── Supplied information

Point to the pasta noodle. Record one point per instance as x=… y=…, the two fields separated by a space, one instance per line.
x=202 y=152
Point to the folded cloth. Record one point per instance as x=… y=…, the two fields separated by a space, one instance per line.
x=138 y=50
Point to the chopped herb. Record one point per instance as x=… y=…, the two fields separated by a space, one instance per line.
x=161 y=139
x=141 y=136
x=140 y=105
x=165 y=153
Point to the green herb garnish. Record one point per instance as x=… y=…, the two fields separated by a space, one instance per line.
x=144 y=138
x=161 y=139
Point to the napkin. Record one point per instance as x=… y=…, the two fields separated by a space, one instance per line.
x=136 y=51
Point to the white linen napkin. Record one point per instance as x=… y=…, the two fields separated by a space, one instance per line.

────
── Supplied information

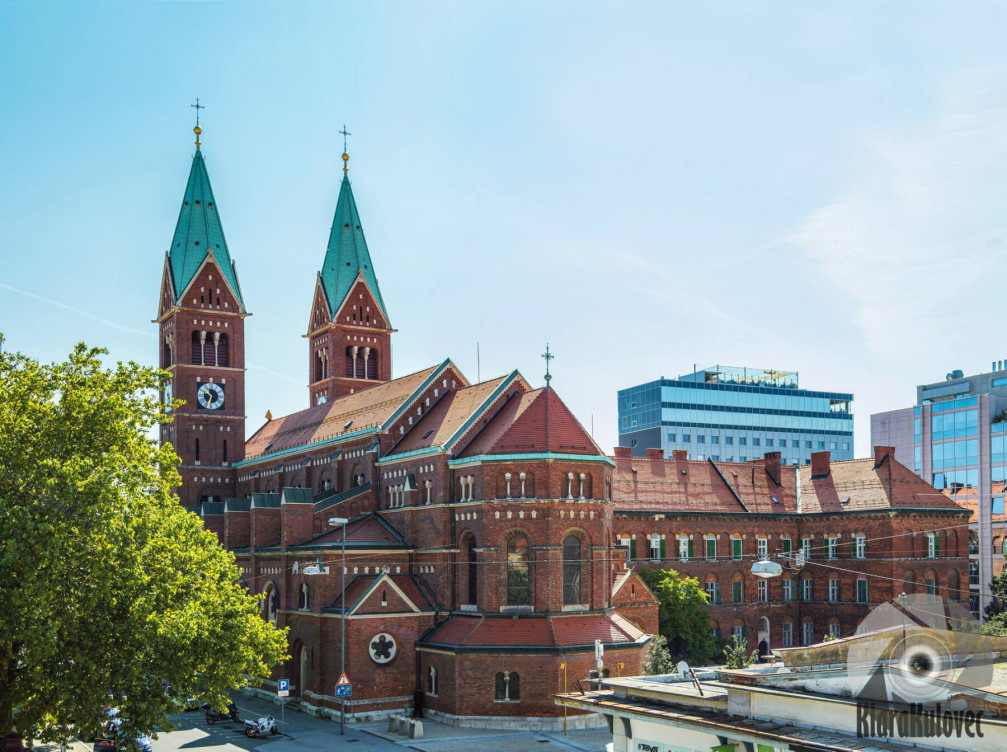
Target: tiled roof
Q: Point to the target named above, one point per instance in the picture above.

────

* To do *
Rewrite the part that opens with the line containing "Point to the folded" and closes with the line containing "x=165 y=153", swapping "chopped" for "minced" and leaving everything else as it is.

* Exercise response *
Point to the folded cloth. Record one point per instance as x=… y=…, the two fields separated by a space, one instance per line.
x=138 y=50
Point to the minced herb. Record one point per instance as x=… y=…, the two fields separated by a space, one instance per line.
x=161 y=139
x=141 y=136
x=140 y=105
x=165 y=153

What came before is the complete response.